Exercise requirements: What you produce should match the records exactly, line for line.

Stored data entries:
--- --- ---
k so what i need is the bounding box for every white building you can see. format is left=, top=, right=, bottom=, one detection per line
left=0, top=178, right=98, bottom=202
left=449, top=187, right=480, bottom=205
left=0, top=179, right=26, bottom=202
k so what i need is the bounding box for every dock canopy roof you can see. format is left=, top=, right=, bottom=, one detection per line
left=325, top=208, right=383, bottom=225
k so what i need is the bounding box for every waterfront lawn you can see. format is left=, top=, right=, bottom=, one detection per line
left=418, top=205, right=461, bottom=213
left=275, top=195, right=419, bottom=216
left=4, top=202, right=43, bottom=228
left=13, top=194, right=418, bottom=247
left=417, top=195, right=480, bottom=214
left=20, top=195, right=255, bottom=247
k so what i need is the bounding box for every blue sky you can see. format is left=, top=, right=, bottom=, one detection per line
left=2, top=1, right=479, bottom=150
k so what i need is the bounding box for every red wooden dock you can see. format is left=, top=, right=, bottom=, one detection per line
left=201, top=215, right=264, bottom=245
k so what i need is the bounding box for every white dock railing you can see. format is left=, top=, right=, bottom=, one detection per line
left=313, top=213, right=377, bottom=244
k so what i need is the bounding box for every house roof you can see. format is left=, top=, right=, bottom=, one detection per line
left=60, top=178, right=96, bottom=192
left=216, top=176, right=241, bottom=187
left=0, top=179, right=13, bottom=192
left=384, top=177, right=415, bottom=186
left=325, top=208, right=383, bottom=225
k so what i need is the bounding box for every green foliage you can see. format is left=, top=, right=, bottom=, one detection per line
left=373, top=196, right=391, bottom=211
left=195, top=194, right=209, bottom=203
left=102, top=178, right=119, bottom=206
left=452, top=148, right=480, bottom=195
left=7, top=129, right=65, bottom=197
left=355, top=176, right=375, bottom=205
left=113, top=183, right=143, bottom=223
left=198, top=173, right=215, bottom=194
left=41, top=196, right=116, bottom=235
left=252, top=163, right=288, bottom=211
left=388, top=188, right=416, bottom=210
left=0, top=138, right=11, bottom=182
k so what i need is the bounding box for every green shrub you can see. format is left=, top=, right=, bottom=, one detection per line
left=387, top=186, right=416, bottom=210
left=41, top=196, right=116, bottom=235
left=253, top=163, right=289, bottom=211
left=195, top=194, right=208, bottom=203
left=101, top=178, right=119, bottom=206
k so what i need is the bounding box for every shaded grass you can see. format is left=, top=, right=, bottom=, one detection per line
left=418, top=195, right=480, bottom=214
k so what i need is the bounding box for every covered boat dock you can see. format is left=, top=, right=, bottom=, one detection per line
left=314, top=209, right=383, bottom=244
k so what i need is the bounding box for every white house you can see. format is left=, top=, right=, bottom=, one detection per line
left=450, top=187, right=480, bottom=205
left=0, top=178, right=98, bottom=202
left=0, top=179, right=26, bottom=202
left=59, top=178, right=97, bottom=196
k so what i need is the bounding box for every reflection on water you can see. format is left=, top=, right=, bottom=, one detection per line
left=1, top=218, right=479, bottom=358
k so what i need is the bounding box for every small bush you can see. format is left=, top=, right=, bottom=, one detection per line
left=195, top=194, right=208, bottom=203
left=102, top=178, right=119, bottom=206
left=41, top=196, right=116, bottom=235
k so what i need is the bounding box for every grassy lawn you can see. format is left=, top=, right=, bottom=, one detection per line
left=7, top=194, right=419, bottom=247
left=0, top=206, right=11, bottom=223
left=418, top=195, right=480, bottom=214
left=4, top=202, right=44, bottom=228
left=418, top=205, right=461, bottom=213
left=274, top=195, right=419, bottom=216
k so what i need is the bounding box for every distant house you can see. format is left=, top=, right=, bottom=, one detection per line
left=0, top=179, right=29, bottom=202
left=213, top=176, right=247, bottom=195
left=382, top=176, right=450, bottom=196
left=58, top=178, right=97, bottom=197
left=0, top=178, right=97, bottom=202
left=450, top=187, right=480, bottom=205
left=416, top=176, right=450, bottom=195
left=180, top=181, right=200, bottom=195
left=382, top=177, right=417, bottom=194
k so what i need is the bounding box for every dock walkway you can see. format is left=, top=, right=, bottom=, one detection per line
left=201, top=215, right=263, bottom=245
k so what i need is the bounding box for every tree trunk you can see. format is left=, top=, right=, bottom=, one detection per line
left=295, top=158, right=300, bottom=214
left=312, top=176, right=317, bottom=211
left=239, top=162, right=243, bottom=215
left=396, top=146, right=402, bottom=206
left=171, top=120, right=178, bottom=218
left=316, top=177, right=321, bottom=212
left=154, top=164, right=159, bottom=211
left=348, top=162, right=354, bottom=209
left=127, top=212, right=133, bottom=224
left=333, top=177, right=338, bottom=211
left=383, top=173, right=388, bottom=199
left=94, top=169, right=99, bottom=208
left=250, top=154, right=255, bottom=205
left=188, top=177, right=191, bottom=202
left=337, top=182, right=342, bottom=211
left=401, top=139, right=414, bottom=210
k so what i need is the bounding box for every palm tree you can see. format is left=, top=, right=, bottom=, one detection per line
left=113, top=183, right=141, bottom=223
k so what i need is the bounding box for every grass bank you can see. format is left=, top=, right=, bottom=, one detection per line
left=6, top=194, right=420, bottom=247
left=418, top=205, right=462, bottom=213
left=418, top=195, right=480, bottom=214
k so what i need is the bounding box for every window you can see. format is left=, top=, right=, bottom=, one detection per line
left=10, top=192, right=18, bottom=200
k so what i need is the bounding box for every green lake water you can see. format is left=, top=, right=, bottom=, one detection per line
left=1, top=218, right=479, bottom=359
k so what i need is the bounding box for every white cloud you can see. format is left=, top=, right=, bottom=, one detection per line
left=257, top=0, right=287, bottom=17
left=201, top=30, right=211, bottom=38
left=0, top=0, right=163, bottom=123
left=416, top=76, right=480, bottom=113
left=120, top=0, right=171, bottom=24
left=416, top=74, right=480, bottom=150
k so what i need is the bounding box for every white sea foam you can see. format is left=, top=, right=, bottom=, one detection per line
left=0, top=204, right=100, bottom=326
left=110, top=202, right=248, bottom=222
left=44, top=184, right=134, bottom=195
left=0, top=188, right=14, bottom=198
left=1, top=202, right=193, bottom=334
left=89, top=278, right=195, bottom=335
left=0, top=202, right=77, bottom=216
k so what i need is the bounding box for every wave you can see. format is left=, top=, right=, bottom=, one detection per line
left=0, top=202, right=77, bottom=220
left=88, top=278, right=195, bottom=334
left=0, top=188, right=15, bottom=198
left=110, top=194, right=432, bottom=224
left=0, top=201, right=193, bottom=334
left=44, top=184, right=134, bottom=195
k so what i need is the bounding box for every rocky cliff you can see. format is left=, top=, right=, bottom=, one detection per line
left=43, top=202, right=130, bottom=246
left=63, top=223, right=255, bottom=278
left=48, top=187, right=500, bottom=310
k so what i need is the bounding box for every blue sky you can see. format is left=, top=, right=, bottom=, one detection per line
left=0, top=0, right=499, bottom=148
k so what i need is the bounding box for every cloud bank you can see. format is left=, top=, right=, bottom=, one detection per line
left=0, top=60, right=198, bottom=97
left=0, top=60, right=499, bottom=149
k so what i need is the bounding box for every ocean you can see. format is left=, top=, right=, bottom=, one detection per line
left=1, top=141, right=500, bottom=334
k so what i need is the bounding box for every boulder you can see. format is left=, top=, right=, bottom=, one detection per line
--- --- ---
The answer:
k so what i need is the bounding box for every white building you can see. format is left=, top=, right=, bottom=, one detection per line
left=0, top=178, right=98, bottom=202
left=449, top=187, right=480, bottom=205
left=0, top=179, right=26, bottom=202
k so what i need is the bounding box for every dock canopy roof you can see. format is left=, top=, right=, bottom=, one detection per line
left=325, top=208, right=383, bottom=225
k so what i need is the bounding box for every waterfront lawn you can see. format is left=, top=, right=, bottom=, one detection per line
left=418, top=205, right=461, bottom=213
left=275, top=195, right=419, bottom=216
left=4, top=202, right=43, bottom=228
left=13, top=194, right=418, bottom=247
left=417, top=195, right=480, bottom=214
left=20, top=195, right=255, bottom=247
k so what i need is the bounding box for every blue sky you can see. format is left=, top=, right=, bottom=, one detection per line
left=2, top=1, right=479, bottom=150
k so what i need is the bounding box for every red wooden dock you can see. format is left=, top=, right=, bottom=, one detection per line
left=201, top=215, right=264, bottom=245
k so what i need is the bounding box for every white dock railing you can see. format is left=, top=, right=, bottom=, one detection per line
left=313, top=213, right=377, bottom=244
k so what i need is the bounding box for every house roof you can see. format is left=, top=, right=, bottom=, one detection per line
left=60, top=178, right=96, bottom=192
left=216, top=176, right=241, bottom=187
left=0, top=179, right=13, bottom=192
left=384, top=177, right=415, bottom=186
left=325, top=208, right=383, bottom=225
k so what i need is the bounding box for every green foliage you can see. format is left=, top=, right=, bottom=, one detection per line
left=373, top=196, right=391, bottom=211
left=195, top=194, right=209, bottom=203
left=102, top=178, right=119, bottom=206
left=452, top=148, right=480, bottom=195
left=7, top=129, right=65, bottom=197
left=355, top=176, right=375, bottom=205
left=113, top=183, right=143, bottom=223
left=198, top=173, right=215, bottom=194
left=41, top=196, right=116, bottom=235
left=252, top=163, right=288, bottom=211
left=388, top=188, right=416, bottom=210
left=0, top=138, right=11, bottom=182
k so what i need is the bounding box for every green shrub you can see. format is left=, top=, right=, bottom=, one detection per line
left=387, top=186, right=416, bottom=210
left=41, top=196, right=116, bottom=235
left=253, top=163, right=289, bottom=211
left=195, top=194, right=208, bottom=203
left=101, top=178, right=119, bottom=206
k so what i need is the bounding box for every shaded grass you can see. format is left=, top=, right=, bottom=, one detection per line
left=418, top=195, right=480, bottom=214
k so what i need is the bounding box for every covered boat dock you can see. format is left=, top=, right=, bottom=, one detection per line
left=314, top=209, right=383, bottom=244
k so what i need is the bounding box for every white house you can see. format is left=, top=, right=, bottom=, one detection per line
left=450, top=187, right=480, bottom=205
left=0, top=178, right=98, bottom=202
left=0, top=179, right=26, bottom=202
left=59, top=178, right=97, bottom=196
k so what i need is the bounding box for every reflection on water you can see. format is left=, top=, right=, bottom=, one detection per line
left=1, top=218, right=479, bottom=358
k so what i need is the bounding box for every small bush you can see. format is left=, top=, right=, bottom=, one detection per line
left=195, top=194, right=208, bottom=203
left=102, top=178, right=119, bottom=206
left=41, top=196, right=116, bottom=235
k so what i need is the bounding box for every grassy lawn you can see. format is left=, top=, right=, bottom=, one detection per line
left=7, top=194, right=419, bottom=247
left=0, top=206, right=11, bottom=223
left=418, top=195, right=480, bottom=214
left=4, top=202, right=44, bottom=228
left=418, top=205, right=461, bottom=213
left=274, top=195, right=419, bottom=216
k so what i need is the bounding box for every distant house you can see. format is left=, top=, right=, bottom=, one detection per line
left=0, top=179, right=29, bottom=202
left=213, top=176, right=247, bottom=195
left=382, top=176, right=450, bottom=196
left=58, top=178, right=97, bottom=197
left=0, top=178, right=97, bottom=202
left=450, top=187, right=480, bottom=205
left=416, top=176, right=450, bottom=195
left=180, top=181, right=200, bottom=195
left=382, top=177, right=417, bottom=194
k so what i need is the bounding box for every dock walkway you can see. format is left=, top=, right=, bottom=, one detection per line
left=201, top=215, right=263, bottom=245
k so what i need is the bounding box for every tree trunk you can see. format is left=, top=, right=, bottom=, one detection per line
left=295, top=158, right=300, bottom=214
left=312, top=176, right=317, bottom=211
left=239, top=162, right=243, bottom=215
left=396, top=146, right=402, bottom=206
left=171, top=120, right=178, bottom=218
left=316, top=177, right=321, bottom=212
left=154, top=164, right=159, bottom=211
left=348, top=162, right=354, bottom=209
left=127, top=212, right=133, bottom=224
left=333, top=177, right=338, bottom=211
left=383, top=173, right=388, bottom=199
left=94, top=169, right=99, bottom=208
left=250, top=154, right=255, bottom=205
left=188, top=177, right=191, bottom=202
left=337, top=182, right=342, bottom=211
left=401, top=139, right=414, bottom=210
k so what i need is the bounding box for every palm tree you can see. format is left=, top=, right=, bottom=, one detection per line
left=113, top=183, right=141, bottom=223
k so what i need is the bounding box for every grass bank you can see. format is left=, top=, right=, bottom=, one detection per line
left=6, top=194, right=420, bottom=247
left=418, top=205, right=462, bottom=213
left=418, top=195, right=480, bottom=214
k so what i need is the bounding box for every window you can see. format is left=, top=, right=, bottom=, one detection per line
left=10, top=192, right=18, bottom=200
k so what i need is the bounding box for every green lake water you can see. format is left=, top=, right=, bottom=, one detection per line
left=1, top=218, right=479, bottom=359
k so what i need is the bounding box for every white cloud you can see. format is left=, top=, right=, bottom=, one detection per line
left=257, top=0, right=287, bottom=17
left=201, top=30, right=211, bottom=38
left=0, top=0, right=163, bottom=123
left=416, top=76, right=480, bottom=113
left=120, top=0, right=171, bottom=24
left=416, top=74, right=480, bottom=150
k so what i need is the bounding box for every white sea foam you can see. format is left=, top=, right=, bottom=, one detection per line
left=0, top=204, right=100, bottom=326
left=110, top=202, right=248, bottom=222
left=44, top=184, right=134, bottom=195
left=0, top=188, right=14, bottom=198
left=1, top=202, right=193, bottom=334
left=89, top=278, right=195, bottom=335
left=0, top=202, right=77, bottom=216
k so what i need is the bounding box for every wave you can see. format is left=, top=, right=, bottom=, one detection per line
left=0, top=202, right=77, bottom=220
left=88, top=278, right=195, bottom=334
left=0, top=188, right=15, bottom=198
left=110, top=194, right=432, bottom=224
left=0, top=201, right=193, bottom=334
left=44, top=184, right=134, bottom=195
k so what i need is the bounding box for every rocky cliff you can see. format is left=, top=, right=, bottom=, one detection per line
left=43, top=202, right=130, bottom=246
left=63, top=223, right=255, bottom=278
left=48, top=187, right=500, bottom=310
k so what i need is the bounding box for every blue sky you can see. format is left=, top=, right=, bottom=, one detection per line
left=0, top=0, right=499, bottom=148
k so what i need is the bounding box for every cloud bank you can see. format is left=, top=, right=, bottom=, one detection per line
left=0, top=60, right=198, bottom=97
left=0, top=60, right=499, bottom=149
k so what i need is the bounding box for every ocean you can see. format is left=, top=, right=, bottom=, one detection per line
left=1, top=141, right=500, bottom=334
k so what i need is the bounding box for every boulder you can see. format is left=, top=, right=, bottom=, one detection per line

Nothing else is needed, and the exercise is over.